Text shown:

++++++++

Protesters March to Mayor's Doorstep to Oppose Plan to Move Homeless Out of NYC Hotels

NBC Universal, Inc.

Homeless advocates marched up to the Mayor Bill de Blasio's home on Sunday to protest the city's decision to remove some 300 people living in hotels configured for temporary housing.

As a way to contain the spread of COVID-19 among the homeless population in the city, de Blasio used hotels — which were not holding almost any guests during the shutdown — as a safe place to live for the homeless, many of whom suffer from mental illness, addiction and more.

But many on the Upper West Side said their quality of life had been suffering as a result, complaining about having to walk by people passed out on the sidewalks and performing lewd acts along the street.

Advocates say the decision to relocate people staying at the Lucerne Hotel will have a domino affect on those already staying in shelters across the city, forcing them out to make room for the incoming residents.

Protesters led by the Upper West Side Open Hearts Initiative marched from the site of the controversial Lucerne Hotel on 79th Street to Gracie Mansion as part of a demonstration to call attention the plan in hopes of prompting intervention from the mayor.

"We are here to stand with residents of the Lucerne and the residents of the Harmonia to say that we will not let the imagined fears of white people continue to dictate the lived experience of Black New Yorkers," one of the advocates said Sunday.

It was announced last week that 300 homeless residents who had been temporarily staying at the Lucerne Hotel and at another location in Queens would be moved after local residents on the UWS complained of quality of life issues in the neighborhood. But protesters say moving them again is unfair to people who will be shuffled around, pushing out those in shelters to make room for others.

"Now we are going to have hundreds of New Yorkers be displaced solely because the mayor would not stand up for what's right and decided to give in to racist fear mongering," said Jacquelyn Simone of the Coalition for the Homeless.

The community divided over hotels turned shelter and whether they are helping or hurting the area, Rana Novini reports.

A spokesperson for the mayor released a statement Sunday that read, "We've done more to help New Yorkers experiencing homelessness than any previous administration, transforming a broken shelter system that had been left to languish for decades. We'll continue to do all we can to support our most vulnerable as we navigate these unprecedented circumstances."

"Its not too late. I think the mayor should reverse his decision, it is not too late," said NYC Council Member Helen Rosenthal, who joined the protesters.

++++++++

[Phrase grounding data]
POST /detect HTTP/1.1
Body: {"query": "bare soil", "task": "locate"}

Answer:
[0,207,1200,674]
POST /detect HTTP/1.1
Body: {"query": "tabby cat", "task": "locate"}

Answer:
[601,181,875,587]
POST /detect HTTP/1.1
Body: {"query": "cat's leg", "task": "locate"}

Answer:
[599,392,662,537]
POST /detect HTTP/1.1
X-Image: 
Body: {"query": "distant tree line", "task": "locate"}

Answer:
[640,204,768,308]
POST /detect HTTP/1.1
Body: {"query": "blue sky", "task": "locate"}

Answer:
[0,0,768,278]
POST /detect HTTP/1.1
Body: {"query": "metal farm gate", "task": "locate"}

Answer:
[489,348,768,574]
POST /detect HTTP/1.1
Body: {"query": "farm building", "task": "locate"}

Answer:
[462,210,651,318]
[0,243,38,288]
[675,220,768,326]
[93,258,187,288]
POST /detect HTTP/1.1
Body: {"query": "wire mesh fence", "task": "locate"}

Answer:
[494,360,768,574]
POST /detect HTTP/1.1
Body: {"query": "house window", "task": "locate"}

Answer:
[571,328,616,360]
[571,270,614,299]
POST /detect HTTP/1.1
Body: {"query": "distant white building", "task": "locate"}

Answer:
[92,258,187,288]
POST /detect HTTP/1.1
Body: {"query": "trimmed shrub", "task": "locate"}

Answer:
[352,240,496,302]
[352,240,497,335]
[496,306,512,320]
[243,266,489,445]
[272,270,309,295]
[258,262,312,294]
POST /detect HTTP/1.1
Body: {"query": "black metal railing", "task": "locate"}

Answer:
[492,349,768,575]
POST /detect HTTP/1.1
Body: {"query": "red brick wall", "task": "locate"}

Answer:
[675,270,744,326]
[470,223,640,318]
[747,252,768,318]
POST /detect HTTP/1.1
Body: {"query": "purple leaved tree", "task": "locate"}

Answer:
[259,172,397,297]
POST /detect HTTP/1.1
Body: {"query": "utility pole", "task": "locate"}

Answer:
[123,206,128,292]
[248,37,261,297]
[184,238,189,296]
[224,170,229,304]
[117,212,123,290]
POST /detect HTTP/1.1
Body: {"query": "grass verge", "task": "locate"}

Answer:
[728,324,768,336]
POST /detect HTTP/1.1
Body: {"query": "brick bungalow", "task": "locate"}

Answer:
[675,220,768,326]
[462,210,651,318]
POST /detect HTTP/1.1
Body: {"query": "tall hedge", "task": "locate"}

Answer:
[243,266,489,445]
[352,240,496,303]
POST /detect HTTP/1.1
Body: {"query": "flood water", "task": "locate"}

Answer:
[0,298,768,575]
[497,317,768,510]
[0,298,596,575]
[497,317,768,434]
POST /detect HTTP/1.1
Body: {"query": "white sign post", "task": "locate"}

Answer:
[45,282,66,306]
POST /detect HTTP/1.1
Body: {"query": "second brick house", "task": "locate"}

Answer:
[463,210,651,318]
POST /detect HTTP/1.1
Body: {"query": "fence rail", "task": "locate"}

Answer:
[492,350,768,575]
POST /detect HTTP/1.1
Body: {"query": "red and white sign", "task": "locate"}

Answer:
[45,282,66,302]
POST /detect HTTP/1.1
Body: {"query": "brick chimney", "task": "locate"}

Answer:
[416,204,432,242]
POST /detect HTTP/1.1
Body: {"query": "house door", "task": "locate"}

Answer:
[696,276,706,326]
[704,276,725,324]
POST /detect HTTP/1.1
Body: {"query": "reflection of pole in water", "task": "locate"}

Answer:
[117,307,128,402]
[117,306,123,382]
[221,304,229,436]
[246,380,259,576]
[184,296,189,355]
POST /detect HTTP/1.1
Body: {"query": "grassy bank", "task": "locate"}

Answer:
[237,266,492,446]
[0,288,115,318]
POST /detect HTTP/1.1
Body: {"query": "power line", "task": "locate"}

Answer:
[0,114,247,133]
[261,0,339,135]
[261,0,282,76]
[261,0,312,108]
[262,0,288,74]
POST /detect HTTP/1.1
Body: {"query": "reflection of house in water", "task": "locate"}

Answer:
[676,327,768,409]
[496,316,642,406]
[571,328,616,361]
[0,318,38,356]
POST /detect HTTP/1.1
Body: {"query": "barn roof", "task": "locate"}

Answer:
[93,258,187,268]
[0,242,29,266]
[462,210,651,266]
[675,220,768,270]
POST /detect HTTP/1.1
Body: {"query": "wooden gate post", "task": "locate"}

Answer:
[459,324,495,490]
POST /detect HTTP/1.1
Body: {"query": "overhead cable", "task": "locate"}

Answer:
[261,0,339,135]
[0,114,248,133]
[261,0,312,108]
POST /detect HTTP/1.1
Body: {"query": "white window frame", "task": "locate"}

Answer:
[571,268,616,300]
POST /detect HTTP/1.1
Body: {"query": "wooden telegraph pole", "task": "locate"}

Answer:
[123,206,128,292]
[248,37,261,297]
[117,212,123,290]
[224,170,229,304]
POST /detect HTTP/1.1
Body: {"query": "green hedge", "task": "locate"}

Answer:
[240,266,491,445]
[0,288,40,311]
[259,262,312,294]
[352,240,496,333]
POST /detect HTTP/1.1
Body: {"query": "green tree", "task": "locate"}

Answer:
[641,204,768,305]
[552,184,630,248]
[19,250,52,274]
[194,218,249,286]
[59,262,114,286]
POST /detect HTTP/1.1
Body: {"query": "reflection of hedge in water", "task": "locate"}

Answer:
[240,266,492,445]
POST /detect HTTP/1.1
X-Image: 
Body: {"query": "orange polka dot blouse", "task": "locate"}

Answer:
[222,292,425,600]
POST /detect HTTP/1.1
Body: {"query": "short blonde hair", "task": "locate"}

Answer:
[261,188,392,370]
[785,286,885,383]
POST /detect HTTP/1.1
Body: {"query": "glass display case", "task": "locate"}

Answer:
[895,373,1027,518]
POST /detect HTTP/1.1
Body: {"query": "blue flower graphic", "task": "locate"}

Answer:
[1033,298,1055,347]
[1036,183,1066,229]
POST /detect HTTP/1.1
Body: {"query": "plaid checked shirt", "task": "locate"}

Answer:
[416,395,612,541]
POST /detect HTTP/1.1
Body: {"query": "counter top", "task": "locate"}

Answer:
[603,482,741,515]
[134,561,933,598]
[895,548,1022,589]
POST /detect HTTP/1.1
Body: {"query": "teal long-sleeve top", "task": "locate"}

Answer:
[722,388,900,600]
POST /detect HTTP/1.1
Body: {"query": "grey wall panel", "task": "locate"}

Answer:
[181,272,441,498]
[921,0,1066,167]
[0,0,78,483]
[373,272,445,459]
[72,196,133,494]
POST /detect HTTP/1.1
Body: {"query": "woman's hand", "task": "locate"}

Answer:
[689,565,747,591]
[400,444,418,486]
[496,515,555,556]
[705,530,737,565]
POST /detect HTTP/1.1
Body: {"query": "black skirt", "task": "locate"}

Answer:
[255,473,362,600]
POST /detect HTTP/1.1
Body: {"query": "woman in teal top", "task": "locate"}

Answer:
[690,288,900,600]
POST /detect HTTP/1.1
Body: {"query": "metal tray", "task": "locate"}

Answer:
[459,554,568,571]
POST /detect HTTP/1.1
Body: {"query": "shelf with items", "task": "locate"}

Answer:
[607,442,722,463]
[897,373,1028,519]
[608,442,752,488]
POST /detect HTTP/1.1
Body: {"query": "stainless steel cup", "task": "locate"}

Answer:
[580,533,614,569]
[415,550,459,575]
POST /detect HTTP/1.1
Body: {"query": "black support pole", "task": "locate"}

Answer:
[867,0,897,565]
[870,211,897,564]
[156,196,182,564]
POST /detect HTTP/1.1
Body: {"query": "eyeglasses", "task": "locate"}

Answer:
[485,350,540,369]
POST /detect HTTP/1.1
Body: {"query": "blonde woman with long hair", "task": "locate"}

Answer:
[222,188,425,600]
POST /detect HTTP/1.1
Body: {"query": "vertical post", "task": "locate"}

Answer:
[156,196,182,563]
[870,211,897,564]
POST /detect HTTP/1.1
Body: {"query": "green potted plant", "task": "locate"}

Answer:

++++++++

List of tasks:
(1) Write out the part of the protest article starting at "It was announced" and ending at "Rana Novini reports.".
(2) Answer these questions using the protest article.
(a) What street is the Lucerne Hotel on?
(b) What organization is Jacquelyn Simone with?
(c) Which group led the protesters?
(3) List every person named in the protest article.

Answers for the exercise:
(1)
It was announced last week that 300 homeless residents who had been temporarily staying at the Lucerne Hotel and at another location in Queens would be moved after local residents on the UWS complained of quality of life issues in the neighborhood. But protesters say moving them again is unfair to people who will be shuffled around, pushing out those in shelters to make room for others.

"Now we are going to have hundreds of New Yorkers be displaced solely because the mayor would not stand up for what's right and decided to give in to racist fear mongering," said Jacquelyn Simone of the Coalition for the Homeless.

The community divided over hotels turned shelter and whether they are helping or hurting the area, Rana Novini reports.

(2)
(a) 79th Street
(b) The Coalition for the Homeless
(c) The Upper West Side Open Hearts Initiative

(3)
Bill de Blasio
Jacquelyn Simone
Rana Novini
Helen Rosenthal